====== Entries ======

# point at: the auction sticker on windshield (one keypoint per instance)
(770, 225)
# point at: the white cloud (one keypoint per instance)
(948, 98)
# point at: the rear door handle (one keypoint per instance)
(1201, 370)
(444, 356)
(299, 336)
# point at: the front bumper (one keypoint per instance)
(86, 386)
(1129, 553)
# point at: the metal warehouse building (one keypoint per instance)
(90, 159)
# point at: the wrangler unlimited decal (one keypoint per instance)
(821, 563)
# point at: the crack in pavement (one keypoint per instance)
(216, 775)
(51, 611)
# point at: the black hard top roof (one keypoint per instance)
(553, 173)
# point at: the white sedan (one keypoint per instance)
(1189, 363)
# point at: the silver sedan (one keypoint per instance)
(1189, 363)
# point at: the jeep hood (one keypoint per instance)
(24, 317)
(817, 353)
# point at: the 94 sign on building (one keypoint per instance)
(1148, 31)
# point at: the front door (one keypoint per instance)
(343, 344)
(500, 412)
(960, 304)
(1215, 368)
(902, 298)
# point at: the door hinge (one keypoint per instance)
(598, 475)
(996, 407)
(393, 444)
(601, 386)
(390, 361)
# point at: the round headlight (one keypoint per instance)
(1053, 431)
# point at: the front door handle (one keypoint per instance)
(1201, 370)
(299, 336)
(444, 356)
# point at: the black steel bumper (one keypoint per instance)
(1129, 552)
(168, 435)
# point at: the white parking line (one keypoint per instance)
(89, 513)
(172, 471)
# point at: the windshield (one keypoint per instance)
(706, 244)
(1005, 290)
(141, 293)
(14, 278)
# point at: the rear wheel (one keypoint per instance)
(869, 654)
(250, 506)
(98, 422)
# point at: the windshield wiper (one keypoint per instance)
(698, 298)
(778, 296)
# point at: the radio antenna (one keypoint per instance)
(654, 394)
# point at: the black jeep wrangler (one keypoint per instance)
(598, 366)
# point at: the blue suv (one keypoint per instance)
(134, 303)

======

• **Exercise description**
Write out, unchanged, the entries from the line that contains "# point at: the white sedan" through the line that contains "(1053, 431)", including both of those lines.

• **Reply to the exercise**
# point at: the white sedan (one keypoint per instance)
(1189, 363)
# point at: the silver sedan (one keypoint per instance)
(1189, 363)
# point at: the jeep hood (one keypoint per instance)
(24, 317)
(817, 353)
# point at: the 94 sign on building (one keypoint per instance)
(1148, 31)
# point at: the front door (one keypoint per instance)
(343, 344)
(500, 412)
(960, 304)
(1215, 368)
(902, 298)
# point at: the door hinge (one keypoint per instance)
(598, 475)
(996, 407)
(393, 444)
(601, 386)
(390, 361)
# point at: the round headlight (one keypoint per instance)
(1053, 431)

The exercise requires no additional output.